Bounding box data excerpts
* * * * * * * * *

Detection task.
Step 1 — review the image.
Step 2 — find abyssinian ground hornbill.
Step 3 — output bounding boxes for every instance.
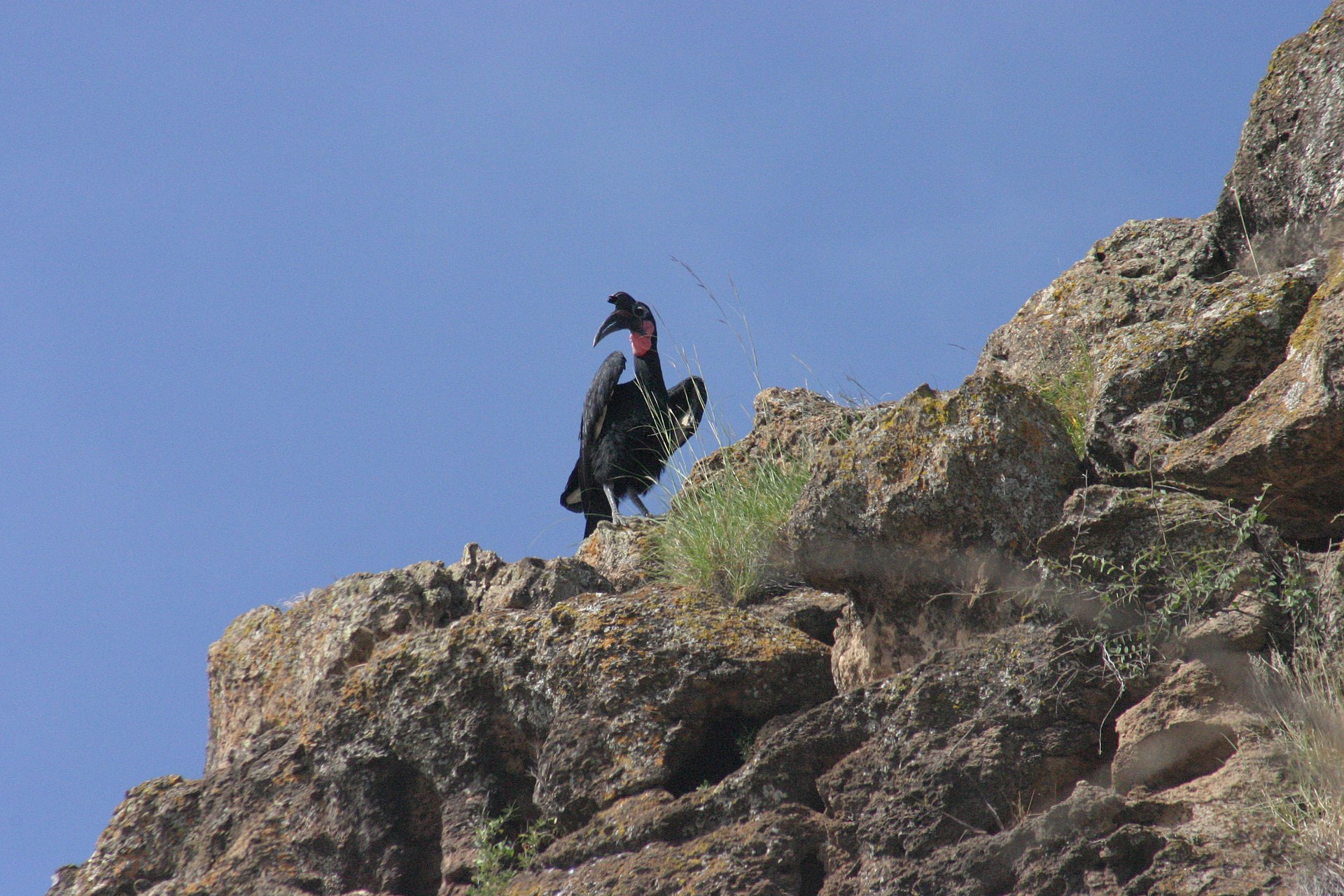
[561,293,706,538]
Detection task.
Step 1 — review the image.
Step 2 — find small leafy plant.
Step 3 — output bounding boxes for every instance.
[466,807,555,896]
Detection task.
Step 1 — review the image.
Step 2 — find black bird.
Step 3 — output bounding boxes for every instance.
[561,293,706,538]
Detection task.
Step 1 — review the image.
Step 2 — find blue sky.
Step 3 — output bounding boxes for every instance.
[0,0,1325,893]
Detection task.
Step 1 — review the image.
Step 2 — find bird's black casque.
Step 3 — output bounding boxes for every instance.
[561,293,707,538]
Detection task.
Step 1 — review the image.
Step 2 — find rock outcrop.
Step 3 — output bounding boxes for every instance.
[977,1,1344,547]
[50,7,1344,896]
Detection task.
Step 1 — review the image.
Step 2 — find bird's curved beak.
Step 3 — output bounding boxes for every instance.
[593,309,638,345]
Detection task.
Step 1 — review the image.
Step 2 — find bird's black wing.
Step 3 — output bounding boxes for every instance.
[580,352,625,454]
[561,352,625,513]
[668,376,710,451]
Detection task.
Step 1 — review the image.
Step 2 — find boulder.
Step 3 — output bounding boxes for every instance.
[55,561,833,896]
[781,374,1082,689]
[1158,255,1344,544]
[1215,0,1344,273]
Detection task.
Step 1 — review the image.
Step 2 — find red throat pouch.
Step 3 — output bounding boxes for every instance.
[630,321,653,357]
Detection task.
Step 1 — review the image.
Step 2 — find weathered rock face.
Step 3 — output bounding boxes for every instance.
[977,170,1344,541]
[1160,254,1344,540]
[51,7,1344,896]
[783,376,1081,589]
[57,545,833,896]
[783,374,1082,689]
[1215,0,1344,272]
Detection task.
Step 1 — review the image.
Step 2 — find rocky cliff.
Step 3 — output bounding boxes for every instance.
[57,0,1344,896]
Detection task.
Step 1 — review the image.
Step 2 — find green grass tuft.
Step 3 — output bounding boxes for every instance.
[466,808,554,896]
[650,458,811,605]
[1036,342,1097,459]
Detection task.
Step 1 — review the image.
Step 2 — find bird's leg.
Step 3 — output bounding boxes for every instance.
[602,482,621,523]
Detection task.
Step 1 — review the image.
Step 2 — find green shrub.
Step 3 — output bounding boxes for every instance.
[1261,633,1344,892]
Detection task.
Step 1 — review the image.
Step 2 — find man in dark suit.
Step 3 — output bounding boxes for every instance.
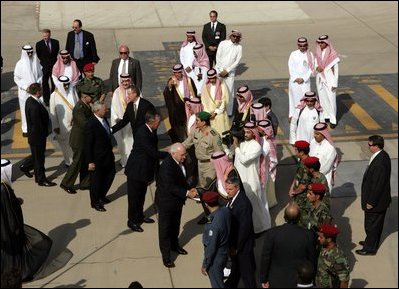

* * * * * * * * *

* **AIM OF THE EXERCISE**: Render every line of the rows above as a JSON list of strings, one string per line, omitting blank lines and the pictures.

* **WRITTEN RESPONSE**:
[
  "Detection task.",
  "Step 1 — review the image.",
  "Step 2 — find abyssinian ground hornbill.",
  "Step 3 — output bounding boxes for every instance.",
  "[561,293,706,538]",
  "Detection task.",
  "Step 1 — review the image.",
  "Step 2 — find small leafy plant.",
  "Step 3 — output bounding boxes for every instance.",
  "[466,807,555,896]",
  "Detection task.",
  "Step 1 — review the image.",
  "Step 2 — find black bird.",
  "Step 3 — output bounding boxes for every instance.",
  "[561,293,706,538]",
  "Detection task.",
  "Step 1 — review the image.",
  "Step 2 — find blue sky.",
  "Step 3 — output bounding boxes for every instance.",
  "[0,0,1325,893]",
  "Detection task.",
  "Step 1 — review the image.",
  "Step 2 — find bird's black casque.",
  "Step 3 — output bounding boxes for every instance.",
  "[561,293,707,538]",
  "Detection task.",
  "Step 1 — review the image.",
  "Step 2 — find rock outcrop.",
  "Step 3 — output bounding boxes for every instance.",
  "[977,1,1344,547]",
  "[50,7,1344,896]",
  "Detection task.",
  "Step 1 — review the image.",
  "Step 2 — find bird's curved beak.",
  "Step 3 — output bounding boxes for every instance.",
  "[593,309,638,345]",
  "Detection task.",
  "Step 1 — review the image.",
  "Step 2 — find bird's black wing.",
  "Step 3 — output bounding boxes for every instance.",
  "[580,352,625,454]",
  "[561,352,625,513]",
  "[668,376,710,451]",
  "Detection task.",
  "Step 1 — review the image.",
  "Step 2 — find boulder.",
  "Step 3 — output bounding boxes for every instance.",
  "[55,561,833,896]",
  "[781,374,1082,689]",
  "[1158,255,1344,544]",
  "[1215,0,1344,273]",
  "Detection task.",
  "Step 1 — review the image.",
  "Step 2 — find red throat pouch.",
  "Step 3 — output bounding boxes for every instance.",
  "[630,321,653,357]",
  "Detection task.",
  "Step 1 — review the image.",
  "Step 2 — find weathered rock face.",
  "Step 3 — output bounding boxes for every instance.",
  "[977,170,1344,541]",
  "[1160,254,1344,540]",
  "[51,7,1344,896]",
  "[783,376,1081,589]",
  "[57,545,833,896]",
  "[783,374,1082,689]",
  "[1215,0,1344,272]",
  "Detection task.",
  "Step 1 — review the image.",
  "Step 2 — find rocky cliff.",
  "Step 3 — output bounding boxes for every instance.",
  "[57,0,1344,896]",
  "Detection task.",
  "Step 1 — review the image.",
  "Step 2 — find green grass tuft.",
  "Step 3 — output bounding boxes for every instance.",
  "[466,808,554,896]",
  "[650,458,811,605]",
  "[1036,342,1097,459]",
  "Detection task.",
  "Step 1 — review the image.",
  "Step 2 — find bird's leg.",
  "Step 3 — output bounding boxes for every instance.",
  "[602,482,621,523]",
  "Detection task.",
  "Step 1 — review the image.",
  "Step 2 — find green shrub.",
  "Step 3 — output bounding boxes for every instance.",
  "[1261,633,1344,892]",
  "Detection task.",
  "Step 1 — review the image.",
  "Step 2 — find man in dark suit.",
  "Step 3 — output bounding boxes for every instance."
]